**GOAL OF THE EXERCISE**
Can you quote every line of the records below verbatim, omitting the pictures?

Image point annotation records
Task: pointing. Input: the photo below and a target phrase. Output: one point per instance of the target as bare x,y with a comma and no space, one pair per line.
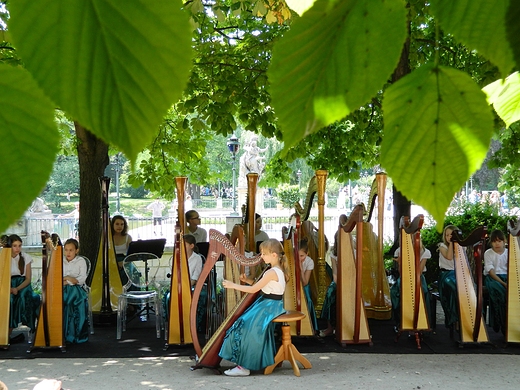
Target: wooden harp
5,291
49,330
470,299
178,331
294,296
351,317
513,285
218,245
320,279
414,315
376,291
106,286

**SOLUTION FOR THIS TASK**
Task: pointing. Input: the photo below and a target phrase. Output: one point per instance of the target as bare x,y with a comma and no space, one pair per line.
Target: wooden harp
5,291
49,330
470,299
178,331
294,296
351,317
513,285
218,245
320,279
414,315
376,291
106,286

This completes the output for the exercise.